# What the exercise asks
Substitute "determined" for "decided" in each of the rows below, then write every row out again with nothing else altered.

# Supplied material
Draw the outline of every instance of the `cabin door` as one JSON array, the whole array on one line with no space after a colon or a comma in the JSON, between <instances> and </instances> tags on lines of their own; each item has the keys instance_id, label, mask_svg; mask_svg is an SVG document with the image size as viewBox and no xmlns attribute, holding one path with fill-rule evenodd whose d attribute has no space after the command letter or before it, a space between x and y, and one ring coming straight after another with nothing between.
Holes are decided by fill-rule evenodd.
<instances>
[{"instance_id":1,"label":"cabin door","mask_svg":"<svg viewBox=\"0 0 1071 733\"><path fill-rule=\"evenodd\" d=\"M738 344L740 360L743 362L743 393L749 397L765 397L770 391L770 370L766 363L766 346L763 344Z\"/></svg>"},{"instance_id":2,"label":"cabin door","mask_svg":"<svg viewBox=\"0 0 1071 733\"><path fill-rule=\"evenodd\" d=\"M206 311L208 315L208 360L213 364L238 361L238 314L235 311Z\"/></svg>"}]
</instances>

# Result below
Draw the outline of every instance of the `cabin door` as one JSON array, the whole array on one line with no space after a colon or a comma in the JSON, between <instances> and </instances> tags on lines of their own; each item has the keys instance_id, label, mask_svg; mask_svg is an SVG document with the image size as viewBox and no xmlns attribute, holding one path with fill-rule evenodd whose d attribute has no space after the command letter or before it, a space between x and y, and one ring coming straight after another with nothing between.
Holes are determined by fill-rule evenodd.
<instances>
[{"instance_id":1,"label":"cabin door","mask_svg":"<svg viewBox=\"0 0 1071 733\"><path fill-rule=\"evenodd\" d=\"M738 344L740 360L743 362L743 393L749 397L765 397L770 391L770 370L766 363L766 346L763 344Z\"/></svg>"},{"instance_id":2,"label":"cabin door","mask_svg":"<svg viewBox=\"0 0 1071 733\"><path fill-rule=\"evenodd\" d=\"M206 311L208 315L208 360L213 364L238 361L238 314L235 311Z\"/></svg>"}]
</instances>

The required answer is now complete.